Kutipan Dokumen:
Frieda Amran in public

 

 

Ahir tahun 2014 yang lalu di Amsterdam di bulan Desember tanggal 17, kami menyelanggarakan peluncuran website kami. Acara ini dihadiri oleh bermacam-macam kalangan masyarakat. Salah satu pengunjung acara kami adalah Frieda Amran, penulis, penyair dan antropolog yang tinggal di Belanda. Berikut ini adalah kesan-kesan beliau atas acara dan tujuan kami.

 

“Sudah waktunya membuka hati dan mata”

Lima puluh tahun. Setengah abad. Angka ini seolah-olah angka keramat yang sepertinya berlaku di mana-mana.

Di Belanda, untuk memperingati ulang tahun yang ke-50, keluarga dan teman biasanya membuatkan boneka besar untuk yang berulang tahun. Boneka perempuan yang menggambarkan Sarah untuk perempuan dan boneka lelaki yang menggambarkan Abraham untuk lelaki. Kepercayaan ini rupanya didasarkan atas cerita mengenai Sarah yang tak kunjung hamil dari suaminya, Abraham. Baru setelah berusia lanjut (kalau tak salah, 90 tahun), Sara hamil dan melahirkan Isak. Barangkali kepercayaan ini membawa makna dan doa agar yang berulangtahun ke-50 itu mendapatkan berkah di usia lanjut—seperti halnya Sarah dan Abraham.

Bagi ahli sejarah dan cendekiawan sosial-politik, angka 50 tahun itu istimewa dan ditunggu-tunggu karena segala arsip yang berkait dengan suatu peristiwa baru boleh dibuka 50 tahun na dato. Barangkali, pembekuan arsip seperti itu dilakukan untuk melindungi orang-orang yang terlibat dan terkait dalam peristiwa tertentu. Kurasa, ketika batas 50 tahun itu ditentukan, rata-rata manusia hanya mencapai usia 70 tahun sehingga saat arsip itu dibuka, tokoh-tokoh penting di dalam suatu peristiwa sudah meninggal dunia. Bagaimana pun, imbas pembukaan arsip itu barangkali diduga tidak akan terlalu besar bagi tokoh itu atau terutama, bagi orang-orang inosen lain yang secara tidak langsung terkait dengan peristiwa atau tokoh tadi: yaitu suami, isteri atau anak.

Entri untuk Diproses:

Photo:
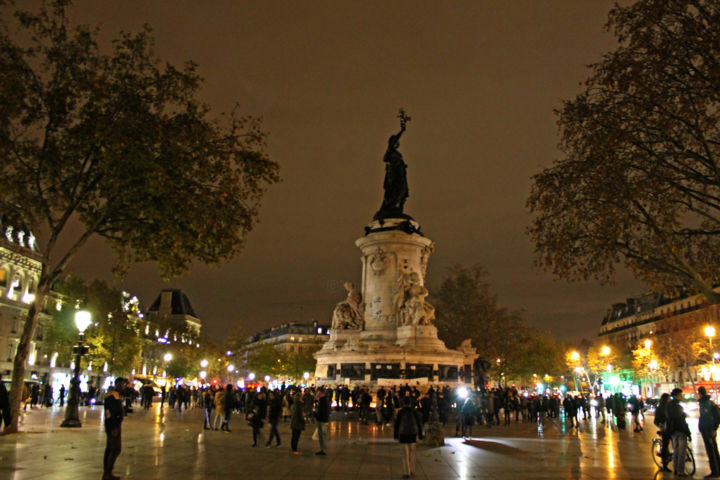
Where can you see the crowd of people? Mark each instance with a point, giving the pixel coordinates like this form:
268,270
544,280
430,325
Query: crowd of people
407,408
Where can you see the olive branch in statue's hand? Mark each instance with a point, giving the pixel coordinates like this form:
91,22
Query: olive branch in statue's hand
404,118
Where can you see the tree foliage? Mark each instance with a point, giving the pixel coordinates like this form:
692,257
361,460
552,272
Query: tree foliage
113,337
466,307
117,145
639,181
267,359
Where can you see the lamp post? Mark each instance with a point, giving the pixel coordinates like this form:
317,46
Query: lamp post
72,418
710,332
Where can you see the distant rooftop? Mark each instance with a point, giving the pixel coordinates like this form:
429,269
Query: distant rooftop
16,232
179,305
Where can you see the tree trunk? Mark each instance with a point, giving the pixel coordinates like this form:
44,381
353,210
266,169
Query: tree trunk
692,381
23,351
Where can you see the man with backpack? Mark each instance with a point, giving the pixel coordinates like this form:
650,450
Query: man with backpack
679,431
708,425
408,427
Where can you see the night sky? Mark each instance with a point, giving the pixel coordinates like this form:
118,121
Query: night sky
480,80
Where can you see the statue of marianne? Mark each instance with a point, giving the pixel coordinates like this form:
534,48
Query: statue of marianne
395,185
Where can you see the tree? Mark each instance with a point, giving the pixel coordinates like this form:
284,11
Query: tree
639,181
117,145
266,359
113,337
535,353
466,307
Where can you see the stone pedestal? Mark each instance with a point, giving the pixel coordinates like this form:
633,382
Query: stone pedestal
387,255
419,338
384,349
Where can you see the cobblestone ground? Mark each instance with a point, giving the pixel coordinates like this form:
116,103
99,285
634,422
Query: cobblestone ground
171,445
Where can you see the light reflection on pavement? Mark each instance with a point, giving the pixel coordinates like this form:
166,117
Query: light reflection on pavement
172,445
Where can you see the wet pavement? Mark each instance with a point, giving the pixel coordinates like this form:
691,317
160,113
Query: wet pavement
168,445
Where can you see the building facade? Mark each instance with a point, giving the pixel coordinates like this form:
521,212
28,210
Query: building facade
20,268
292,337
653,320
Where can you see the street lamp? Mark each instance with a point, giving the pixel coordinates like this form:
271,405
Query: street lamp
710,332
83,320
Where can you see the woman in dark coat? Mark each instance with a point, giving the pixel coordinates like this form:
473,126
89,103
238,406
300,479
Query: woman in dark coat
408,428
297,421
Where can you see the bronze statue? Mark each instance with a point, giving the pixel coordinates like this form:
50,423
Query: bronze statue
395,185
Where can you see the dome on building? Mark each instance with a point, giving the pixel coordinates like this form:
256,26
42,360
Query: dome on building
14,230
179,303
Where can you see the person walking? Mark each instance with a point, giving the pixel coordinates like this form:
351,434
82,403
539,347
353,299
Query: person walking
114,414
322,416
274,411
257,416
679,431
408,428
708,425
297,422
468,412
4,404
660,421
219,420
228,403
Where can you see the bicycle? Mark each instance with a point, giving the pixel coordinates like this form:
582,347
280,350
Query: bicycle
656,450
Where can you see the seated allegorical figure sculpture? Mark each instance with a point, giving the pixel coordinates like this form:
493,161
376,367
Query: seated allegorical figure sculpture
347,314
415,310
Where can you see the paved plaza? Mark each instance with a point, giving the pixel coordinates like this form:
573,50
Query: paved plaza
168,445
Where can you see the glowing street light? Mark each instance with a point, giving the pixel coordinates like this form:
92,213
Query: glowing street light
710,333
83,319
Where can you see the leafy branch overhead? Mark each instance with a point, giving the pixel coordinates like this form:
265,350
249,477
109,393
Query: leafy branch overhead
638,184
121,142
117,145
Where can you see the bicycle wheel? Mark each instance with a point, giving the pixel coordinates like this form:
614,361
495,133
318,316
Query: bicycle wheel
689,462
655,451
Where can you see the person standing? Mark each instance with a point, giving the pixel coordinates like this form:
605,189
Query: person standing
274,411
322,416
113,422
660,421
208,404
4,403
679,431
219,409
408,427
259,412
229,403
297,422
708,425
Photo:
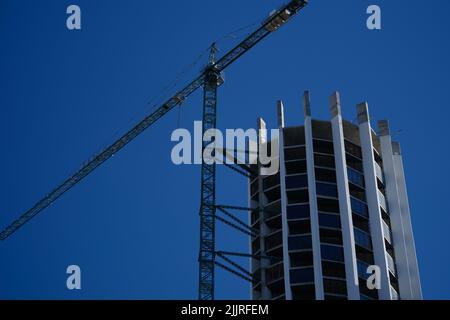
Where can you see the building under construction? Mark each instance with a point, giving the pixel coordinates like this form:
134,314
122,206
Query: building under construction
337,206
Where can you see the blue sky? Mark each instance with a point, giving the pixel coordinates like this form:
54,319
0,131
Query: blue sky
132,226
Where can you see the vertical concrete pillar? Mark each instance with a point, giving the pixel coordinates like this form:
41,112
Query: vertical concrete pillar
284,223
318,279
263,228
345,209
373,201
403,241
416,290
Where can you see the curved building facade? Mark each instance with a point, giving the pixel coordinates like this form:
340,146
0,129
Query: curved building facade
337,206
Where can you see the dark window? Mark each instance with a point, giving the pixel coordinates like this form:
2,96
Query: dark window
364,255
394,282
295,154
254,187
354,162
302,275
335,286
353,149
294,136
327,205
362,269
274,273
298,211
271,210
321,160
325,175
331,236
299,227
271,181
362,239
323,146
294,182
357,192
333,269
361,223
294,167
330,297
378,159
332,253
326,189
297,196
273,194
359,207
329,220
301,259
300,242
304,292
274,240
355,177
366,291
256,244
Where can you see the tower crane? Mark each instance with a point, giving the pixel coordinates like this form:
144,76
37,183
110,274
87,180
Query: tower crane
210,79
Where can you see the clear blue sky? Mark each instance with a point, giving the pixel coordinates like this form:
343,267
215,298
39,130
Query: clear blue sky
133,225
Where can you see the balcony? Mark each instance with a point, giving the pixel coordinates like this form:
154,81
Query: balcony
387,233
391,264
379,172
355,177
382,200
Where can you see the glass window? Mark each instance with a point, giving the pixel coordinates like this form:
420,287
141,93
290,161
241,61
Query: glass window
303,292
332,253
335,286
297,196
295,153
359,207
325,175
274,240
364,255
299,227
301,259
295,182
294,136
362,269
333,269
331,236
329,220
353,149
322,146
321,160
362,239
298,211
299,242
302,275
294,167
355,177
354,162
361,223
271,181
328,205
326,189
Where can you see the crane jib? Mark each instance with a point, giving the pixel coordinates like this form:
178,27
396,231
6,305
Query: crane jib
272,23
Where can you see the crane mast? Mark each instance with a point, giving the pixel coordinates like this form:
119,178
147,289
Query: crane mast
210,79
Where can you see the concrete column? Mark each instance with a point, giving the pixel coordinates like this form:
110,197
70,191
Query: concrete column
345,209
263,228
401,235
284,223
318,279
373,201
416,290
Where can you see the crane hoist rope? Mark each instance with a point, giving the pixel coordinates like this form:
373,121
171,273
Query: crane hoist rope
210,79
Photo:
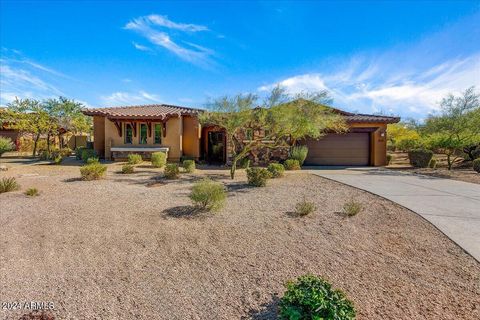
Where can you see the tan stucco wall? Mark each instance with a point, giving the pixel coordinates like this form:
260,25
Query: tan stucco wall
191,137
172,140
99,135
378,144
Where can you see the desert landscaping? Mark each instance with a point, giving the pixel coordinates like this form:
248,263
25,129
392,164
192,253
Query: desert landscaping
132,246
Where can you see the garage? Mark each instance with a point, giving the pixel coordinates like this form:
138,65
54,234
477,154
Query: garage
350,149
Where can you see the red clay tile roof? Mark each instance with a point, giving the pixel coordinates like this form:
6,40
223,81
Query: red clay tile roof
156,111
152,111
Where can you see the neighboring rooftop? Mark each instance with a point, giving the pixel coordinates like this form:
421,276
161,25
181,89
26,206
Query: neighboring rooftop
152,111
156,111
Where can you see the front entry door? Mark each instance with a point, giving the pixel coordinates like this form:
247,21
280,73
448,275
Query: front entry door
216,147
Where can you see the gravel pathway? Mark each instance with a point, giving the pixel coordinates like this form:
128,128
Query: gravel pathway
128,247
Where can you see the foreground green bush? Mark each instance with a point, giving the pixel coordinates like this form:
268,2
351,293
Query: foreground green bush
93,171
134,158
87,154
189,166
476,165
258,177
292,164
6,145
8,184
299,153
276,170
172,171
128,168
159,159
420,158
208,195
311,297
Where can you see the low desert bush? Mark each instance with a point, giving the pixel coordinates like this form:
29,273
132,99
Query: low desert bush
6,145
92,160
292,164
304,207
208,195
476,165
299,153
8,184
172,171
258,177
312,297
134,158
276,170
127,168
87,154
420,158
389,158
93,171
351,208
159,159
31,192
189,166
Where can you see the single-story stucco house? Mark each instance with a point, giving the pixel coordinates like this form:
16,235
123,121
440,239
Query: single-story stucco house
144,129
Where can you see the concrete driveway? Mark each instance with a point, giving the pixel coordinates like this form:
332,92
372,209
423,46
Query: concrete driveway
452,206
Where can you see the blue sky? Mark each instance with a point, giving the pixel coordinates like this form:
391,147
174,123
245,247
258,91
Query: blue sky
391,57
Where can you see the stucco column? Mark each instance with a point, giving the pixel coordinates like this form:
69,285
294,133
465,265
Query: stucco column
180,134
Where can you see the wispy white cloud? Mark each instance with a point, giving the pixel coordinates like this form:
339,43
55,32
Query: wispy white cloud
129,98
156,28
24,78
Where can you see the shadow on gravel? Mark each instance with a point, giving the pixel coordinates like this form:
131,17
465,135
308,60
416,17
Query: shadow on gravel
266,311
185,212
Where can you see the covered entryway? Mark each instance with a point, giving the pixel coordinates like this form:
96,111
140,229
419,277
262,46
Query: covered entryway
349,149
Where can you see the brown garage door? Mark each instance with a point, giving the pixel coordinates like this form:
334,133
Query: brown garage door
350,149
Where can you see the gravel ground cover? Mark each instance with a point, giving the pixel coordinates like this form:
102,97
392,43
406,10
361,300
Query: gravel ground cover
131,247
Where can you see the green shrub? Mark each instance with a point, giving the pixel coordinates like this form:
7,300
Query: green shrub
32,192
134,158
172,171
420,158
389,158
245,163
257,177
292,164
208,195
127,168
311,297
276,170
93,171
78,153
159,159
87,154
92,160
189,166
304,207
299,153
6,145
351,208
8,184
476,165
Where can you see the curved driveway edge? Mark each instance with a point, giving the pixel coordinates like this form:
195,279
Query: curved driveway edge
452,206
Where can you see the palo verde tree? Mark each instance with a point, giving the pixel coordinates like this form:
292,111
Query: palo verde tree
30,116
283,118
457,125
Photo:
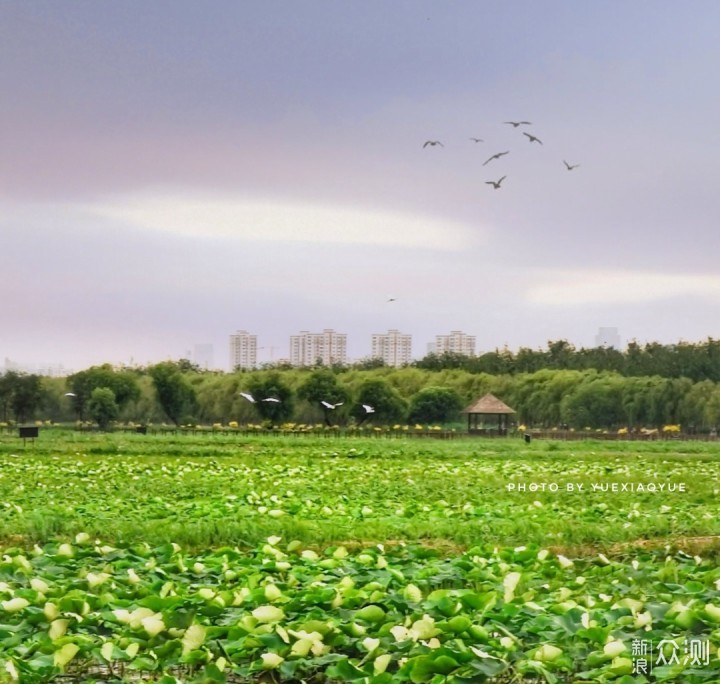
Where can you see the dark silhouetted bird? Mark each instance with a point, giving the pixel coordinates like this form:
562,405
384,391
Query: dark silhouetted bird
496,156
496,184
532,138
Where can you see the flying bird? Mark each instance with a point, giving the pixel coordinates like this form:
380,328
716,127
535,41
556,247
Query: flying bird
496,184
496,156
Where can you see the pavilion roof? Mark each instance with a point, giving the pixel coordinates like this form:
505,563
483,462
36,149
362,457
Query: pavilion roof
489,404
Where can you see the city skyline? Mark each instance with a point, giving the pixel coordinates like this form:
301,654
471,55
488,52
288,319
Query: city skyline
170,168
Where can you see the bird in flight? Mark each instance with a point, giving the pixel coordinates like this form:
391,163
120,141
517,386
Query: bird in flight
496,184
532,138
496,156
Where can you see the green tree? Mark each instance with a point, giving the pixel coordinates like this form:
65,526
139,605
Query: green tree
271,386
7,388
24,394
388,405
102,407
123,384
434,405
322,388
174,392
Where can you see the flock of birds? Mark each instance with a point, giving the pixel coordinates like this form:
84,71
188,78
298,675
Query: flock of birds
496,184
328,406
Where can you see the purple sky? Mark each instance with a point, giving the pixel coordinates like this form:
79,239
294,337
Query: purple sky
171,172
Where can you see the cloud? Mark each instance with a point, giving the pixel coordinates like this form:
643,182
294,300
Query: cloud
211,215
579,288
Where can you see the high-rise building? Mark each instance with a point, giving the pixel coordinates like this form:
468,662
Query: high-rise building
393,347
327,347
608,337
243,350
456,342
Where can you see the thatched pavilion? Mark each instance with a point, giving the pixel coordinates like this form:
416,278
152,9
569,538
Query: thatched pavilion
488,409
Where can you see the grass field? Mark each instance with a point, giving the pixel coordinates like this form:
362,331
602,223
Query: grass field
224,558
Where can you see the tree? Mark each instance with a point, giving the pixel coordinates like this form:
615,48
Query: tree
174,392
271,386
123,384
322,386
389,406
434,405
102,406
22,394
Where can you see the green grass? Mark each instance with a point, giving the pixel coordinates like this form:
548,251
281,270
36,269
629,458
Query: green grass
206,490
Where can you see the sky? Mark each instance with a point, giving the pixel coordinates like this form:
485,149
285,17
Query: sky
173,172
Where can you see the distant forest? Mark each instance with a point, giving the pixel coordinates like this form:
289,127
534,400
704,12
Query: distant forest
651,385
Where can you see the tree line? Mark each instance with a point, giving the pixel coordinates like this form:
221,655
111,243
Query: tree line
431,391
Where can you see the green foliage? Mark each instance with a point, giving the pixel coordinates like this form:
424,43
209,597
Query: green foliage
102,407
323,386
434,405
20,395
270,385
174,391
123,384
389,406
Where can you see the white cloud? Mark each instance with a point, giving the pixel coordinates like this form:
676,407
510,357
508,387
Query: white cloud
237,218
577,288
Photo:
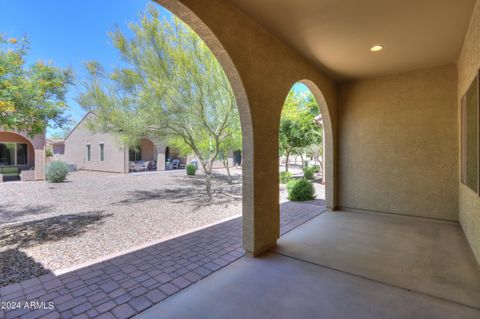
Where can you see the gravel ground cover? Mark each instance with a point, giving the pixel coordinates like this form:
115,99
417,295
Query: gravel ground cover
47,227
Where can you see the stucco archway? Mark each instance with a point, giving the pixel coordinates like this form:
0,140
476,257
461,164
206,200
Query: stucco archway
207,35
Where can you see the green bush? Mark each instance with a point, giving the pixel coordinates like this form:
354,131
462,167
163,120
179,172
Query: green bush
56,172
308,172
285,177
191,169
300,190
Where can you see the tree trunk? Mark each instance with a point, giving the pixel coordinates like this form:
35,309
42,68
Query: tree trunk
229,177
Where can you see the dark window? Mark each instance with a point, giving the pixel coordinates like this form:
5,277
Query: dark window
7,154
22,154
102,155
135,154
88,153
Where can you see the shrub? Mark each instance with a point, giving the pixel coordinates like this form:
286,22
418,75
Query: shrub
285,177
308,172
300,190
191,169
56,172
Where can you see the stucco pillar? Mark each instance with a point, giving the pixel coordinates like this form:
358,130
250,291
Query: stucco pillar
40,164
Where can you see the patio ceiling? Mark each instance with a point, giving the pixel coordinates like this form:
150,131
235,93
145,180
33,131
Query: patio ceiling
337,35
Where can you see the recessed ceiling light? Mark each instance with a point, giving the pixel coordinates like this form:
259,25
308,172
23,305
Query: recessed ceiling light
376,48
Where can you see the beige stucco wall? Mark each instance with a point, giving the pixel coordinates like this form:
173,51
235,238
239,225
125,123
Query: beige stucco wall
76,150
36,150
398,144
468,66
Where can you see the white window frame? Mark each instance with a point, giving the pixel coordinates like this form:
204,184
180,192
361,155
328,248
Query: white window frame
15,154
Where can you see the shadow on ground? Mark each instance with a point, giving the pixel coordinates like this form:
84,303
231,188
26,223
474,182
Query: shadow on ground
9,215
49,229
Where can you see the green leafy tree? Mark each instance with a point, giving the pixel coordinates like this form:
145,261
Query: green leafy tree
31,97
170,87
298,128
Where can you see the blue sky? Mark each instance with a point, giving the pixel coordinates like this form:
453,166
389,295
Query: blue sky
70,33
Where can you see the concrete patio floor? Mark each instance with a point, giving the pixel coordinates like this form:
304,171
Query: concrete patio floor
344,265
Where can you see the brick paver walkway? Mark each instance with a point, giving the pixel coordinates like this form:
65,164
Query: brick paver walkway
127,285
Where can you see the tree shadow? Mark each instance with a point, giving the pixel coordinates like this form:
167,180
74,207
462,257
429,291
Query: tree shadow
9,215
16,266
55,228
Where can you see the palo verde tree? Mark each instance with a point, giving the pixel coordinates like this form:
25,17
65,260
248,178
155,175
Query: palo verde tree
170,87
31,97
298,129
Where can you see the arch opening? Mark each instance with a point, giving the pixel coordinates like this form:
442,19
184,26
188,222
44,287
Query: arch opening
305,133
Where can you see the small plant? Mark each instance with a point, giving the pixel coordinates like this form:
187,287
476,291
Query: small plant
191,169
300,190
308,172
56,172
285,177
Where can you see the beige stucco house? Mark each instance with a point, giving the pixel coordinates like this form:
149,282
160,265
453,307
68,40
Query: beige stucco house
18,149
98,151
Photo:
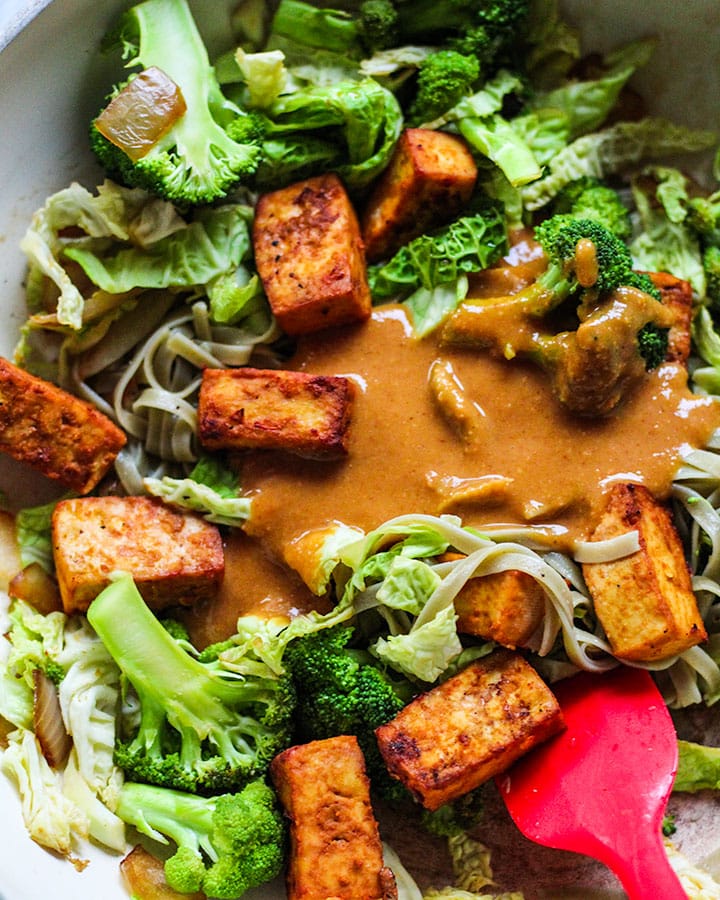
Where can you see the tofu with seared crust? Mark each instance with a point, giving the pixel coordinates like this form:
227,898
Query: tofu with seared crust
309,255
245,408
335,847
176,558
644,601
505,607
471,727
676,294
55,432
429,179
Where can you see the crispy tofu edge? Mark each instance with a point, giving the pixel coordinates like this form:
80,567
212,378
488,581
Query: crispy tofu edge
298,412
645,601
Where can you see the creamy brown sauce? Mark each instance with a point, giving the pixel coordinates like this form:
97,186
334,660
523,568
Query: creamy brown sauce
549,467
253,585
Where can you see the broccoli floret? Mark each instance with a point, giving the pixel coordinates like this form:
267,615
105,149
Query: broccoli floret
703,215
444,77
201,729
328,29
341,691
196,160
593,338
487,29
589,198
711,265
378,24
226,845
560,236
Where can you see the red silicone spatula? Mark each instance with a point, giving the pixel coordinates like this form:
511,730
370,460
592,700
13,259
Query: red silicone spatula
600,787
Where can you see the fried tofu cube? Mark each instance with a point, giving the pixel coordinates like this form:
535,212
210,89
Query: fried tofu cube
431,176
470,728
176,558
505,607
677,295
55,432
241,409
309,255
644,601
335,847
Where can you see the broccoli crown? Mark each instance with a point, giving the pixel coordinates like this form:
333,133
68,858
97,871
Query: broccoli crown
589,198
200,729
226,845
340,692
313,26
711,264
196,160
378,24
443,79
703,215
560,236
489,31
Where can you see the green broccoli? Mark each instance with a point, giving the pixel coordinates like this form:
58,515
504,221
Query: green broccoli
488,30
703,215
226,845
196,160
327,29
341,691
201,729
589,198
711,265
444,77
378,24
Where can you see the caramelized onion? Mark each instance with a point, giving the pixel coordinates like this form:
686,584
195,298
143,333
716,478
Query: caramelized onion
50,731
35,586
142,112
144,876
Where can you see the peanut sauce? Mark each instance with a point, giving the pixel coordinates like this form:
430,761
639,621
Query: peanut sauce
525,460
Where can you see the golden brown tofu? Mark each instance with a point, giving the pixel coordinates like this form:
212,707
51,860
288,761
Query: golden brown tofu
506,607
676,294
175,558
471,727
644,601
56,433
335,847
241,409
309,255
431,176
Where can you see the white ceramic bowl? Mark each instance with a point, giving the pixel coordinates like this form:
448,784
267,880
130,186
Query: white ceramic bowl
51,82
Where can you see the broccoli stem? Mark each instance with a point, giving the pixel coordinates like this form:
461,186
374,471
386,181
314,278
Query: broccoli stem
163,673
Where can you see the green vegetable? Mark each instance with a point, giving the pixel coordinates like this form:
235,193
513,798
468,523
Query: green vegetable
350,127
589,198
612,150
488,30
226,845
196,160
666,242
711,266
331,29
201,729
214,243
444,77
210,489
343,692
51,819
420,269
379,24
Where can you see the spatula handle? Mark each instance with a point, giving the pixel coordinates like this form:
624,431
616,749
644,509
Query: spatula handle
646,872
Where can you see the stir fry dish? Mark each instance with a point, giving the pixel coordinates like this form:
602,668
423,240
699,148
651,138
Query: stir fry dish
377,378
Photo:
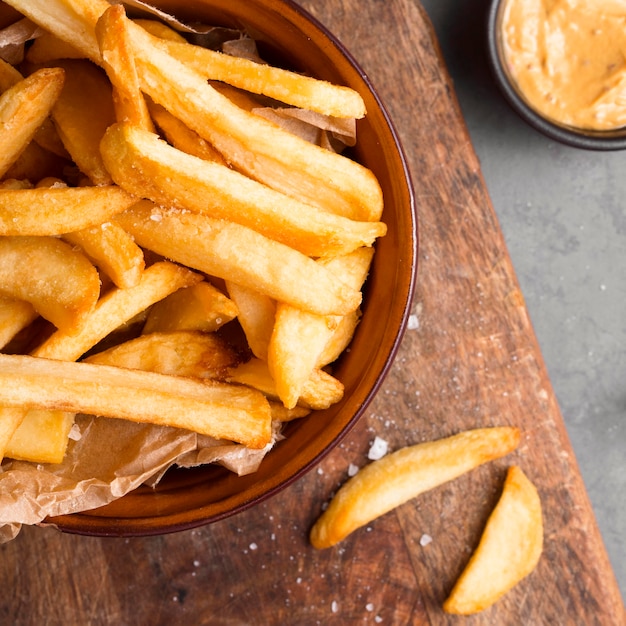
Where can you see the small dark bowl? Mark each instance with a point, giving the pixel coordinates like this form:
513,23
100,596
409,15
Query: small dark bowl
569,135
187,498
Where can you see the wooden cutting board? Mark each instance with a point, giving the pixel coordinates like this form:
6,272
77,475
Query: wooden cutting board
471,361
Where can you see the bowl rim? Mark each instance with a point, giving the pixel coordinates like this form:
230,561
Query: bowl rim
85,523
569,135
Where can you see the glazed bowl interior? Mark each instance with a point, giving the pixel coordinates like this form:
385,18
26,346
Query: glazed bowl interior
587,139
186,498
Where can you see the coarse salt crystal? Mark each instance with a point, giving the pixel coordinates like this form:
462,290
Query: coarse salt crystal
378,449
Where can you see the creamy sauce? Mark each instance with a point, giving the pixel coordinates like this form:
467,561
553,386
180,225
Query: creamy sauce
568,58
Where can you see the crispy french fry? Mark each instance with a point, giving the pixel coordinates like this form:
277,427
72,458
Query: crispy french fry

Yang Harus Dikerjakan:
a. Tuliskan ulang kata demi kata bagian kutipan dokumen di atas antara "Lima puluh tahun." dan "Sarah dan Abraham.", termasuk kedua bagian itu.
b. Kumpulkan semua baris dalam entri yang memuat string "clear", dengan membedakan huruf besar dan huruf kecil.

Jawaban Setiap Tugas:
a.
Lima puluh tahun. Setengah abad. Angka ini seolah-olah angka keramat yang sepertinya berlaku di mana-mana.

Di Belanda, untuk memperingati ulang tahun yang ke-50, keluarga dan teman biasanya membuatkan boneka besar untuk yang berulang tahun. Boneka perempuan yang menggambarkan Sarah untuk perempuan dan boneka lelaki yang menggambarkan Abraham untuk lelaki. Kepercayaan ini rupanya didasarkan atas cerita mengenai Sarah yang tak kunjung hamil dari suaminya, Abraham. Baru setelah berusia lanjut (kalau tak salah, 90 tahun), Sara hamil dan melahirkan Isak. Barangkali kepercayaan ini membawa makna dan doa agar yang berulangtahun ke-50 itu mendapatkan berkah di usia lanjut—seperti halnya Sarah dan Abraham.

b.
Where can you see the clear blue sky? Mark each instance with a point, giving the pixel coordinates like this form:
Query: clear blue sky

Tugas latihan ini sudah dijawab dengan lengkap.